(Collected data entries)
※ ※ ※
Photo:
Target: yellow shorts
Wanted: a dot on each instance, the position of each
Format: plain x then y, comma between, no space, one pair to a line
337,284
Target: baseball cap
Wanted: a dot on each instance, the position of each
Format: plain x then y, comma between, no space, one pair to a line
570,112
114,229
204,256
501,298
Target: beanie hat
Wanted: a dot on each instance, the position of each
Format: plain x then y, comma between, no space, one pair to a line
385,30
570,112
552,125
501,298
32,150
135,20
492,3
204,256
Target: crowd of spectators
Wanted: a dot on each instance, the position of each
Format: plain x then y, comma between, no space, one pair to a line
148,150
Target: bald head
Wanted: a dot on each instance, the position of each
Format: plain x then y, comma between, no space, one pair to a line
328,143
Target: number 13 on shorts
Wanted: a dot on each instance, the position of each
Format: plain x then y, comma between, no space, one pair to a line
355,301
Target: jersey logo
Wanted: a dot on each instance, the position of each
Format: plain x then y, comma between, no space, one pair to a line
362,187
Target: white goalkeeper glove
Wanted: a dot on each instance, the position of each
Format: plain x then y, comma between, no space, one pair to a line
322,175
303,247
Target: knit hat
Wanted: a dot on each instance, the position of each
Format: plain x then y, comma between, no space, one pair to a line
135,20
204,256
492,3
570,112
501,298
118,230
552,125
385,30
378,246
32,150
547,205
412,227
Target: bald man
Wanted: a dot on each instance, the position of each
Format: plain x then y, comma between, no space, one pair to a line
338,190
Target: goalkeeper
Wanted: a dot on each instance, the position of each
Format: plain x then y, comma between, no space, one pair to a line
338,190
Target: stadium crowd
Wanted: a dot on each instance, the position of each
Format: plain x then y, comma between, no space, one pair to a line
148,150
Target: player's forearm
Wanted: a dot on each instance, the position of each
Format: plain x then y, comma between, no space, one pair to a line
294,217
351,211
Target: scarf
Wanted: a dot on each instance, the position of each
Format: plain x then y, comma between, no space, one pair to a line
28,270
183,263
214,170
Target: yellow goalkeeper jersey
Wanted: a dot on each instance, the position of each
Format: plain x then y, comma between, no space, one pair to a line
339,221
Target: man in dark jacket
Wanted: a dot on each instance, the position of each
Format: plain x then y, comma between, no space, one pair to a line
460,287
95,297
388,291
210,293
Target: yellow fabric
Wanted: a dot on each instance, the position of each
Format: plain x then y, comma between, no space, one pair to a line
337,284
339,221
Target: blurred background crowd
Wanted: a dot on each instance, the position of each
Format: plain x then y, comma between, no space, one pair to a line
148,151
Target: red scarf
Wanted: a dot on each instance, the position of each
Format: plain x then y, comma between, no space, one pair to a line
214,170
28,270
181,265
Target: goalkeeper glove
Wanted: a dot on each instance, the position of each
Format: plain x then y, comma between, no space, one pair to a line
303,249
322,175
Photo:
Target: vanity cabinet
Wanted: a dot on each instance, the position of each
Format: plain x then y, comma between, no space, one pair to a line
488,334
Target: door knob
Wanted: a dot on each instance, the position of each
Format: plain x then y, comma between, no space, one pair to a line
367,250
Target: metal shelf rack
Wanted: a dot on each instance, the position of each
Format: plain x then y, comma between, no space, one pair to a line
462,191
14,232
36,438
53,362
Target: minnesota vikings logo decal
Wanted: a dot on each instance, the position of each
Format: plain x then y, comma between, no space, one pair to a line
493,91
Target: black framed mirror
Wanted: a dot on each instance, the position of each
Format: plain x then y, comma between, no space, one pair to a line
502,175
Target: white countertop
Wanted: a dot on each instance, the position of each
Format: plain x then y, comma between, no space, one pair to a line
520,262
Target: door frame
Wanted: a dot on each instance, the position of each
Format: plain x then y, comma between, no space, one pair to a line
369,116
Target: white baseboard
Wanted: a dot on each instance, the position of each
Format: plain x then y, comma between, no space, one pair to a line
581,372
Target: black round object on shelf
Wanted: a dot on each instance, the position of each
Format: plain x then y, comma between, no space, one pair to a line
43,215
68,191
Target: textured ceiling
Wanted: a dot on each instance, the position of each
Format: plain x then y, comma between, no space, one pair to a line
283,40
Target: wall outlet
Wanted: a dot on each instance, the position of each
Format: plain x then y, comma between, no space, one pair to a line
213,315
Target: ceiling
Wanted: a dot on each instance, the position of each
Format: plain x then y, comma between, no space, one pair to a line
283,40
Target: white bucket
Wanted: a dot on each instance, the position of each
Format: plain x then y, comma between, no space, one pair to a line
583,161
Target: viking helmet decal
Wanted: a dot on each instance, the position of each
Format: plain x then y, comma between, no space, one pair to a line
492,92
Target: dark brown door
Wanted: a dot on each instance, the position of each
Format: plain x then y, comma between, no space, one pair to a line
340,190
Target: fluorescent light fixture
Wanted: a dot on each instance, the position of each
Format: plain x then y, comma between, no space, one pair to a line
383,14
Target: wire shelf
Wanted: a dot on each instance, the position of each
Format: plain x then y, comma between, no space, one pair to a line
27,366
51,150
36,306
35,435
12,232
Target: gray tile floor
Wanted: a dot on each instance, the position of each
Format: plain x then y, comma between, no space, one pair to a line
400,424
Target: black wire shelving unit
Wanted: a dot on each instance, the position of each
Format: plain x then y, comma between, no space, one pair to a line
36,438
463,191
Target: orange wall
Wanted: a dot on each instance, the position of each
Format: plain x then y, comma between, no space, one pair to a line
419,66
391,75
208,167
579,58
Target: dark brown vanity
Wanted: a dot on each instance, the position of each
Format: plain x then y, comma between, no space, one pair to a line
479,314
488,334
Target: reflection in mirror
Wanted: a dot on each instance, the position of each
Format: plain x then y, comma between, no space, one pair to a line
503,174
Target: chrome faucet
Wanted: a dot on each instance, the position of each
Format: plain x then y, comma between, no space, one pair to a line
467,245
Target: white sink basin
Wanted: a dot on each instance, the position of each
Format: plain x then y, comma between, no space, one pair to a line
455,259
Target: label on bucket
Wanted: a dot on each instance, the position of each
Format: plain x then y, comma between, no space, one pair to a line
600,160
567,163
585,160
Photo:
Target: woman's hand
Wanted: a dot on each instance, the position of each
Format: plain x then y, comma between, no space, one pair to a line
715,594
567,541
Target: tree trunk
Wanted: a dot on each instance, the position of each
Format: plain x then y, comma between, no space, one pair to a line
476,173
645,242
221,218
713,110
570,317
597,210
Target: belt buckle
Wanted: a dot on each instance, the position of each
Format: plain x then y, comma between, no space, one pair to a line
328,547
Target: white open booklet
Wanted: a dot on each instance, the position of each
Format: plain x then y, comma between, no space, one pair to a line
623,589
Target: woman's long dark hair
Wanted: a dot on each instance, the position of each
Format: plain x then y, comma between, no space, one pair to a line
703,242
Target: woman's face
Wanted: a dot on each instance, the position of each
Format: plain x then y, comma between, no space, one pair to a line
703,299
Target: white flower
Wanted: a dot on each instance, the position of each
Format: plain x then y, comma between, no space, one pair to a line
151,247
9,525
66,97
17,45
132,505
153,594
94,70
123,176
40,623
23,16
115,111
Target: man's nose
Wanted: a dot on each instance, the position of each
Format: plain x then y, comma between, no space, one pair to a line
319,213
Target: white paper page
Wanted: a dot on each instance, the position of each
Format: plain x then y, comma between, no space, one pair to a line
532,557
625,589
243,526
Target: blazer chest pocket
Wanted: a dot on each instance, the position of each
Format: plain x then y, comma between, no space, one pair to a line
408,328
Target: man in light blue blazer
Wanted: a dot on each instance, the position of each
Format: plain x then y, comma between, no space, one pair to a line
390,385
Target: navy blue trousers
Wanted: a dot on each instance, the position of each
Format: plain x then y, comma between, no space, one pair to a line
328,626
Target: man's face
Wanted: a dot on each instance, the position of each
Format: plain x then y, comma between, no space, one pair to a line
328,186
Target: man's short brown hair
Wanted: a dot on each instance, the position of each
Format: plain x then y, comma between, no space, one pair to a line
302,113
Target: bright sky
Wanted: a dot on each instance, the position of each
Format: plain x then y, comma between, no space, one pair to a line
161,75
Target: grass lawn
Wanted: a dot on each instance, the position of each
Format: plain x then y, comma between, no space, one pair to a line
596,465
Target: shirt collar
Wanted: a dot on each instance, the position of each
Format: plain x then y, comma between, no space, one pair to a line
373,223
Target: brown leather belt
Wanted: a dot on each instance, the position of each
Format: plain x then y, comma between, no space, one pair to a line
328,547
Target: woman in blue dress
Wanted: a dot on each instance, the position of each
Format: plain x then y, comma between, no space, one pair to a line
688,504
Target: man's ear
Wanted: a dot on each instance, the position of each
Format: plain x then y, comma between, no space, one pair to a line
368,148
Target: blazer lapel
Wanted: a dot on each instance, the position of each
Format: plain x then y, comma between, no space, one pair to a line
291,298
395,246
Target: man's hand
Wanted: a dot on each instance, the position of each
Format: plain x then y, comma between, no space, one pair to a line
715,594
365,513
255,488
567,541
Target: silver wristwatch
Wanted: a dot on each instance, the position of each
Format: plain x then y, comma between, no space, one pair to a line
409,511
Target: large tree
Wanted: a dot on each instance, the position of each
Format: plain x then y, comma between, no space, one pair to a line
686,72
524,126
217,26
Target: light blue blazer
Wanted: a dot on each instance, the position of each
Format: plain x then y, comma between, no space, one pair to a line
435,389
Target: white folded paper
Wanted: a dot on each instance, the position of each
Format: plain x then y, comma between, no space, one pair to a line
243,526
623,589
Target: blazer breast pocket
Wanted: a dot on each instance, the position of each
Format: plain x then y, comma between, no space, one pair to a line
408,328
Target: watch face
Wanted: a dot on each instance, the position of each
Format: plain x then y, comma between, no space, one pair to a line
※ ※ ※
For every line above with the word "shorts" in it, make a copy.

*TASK ANSWER*
Target: yellow shorts
Target: number 13 on shorts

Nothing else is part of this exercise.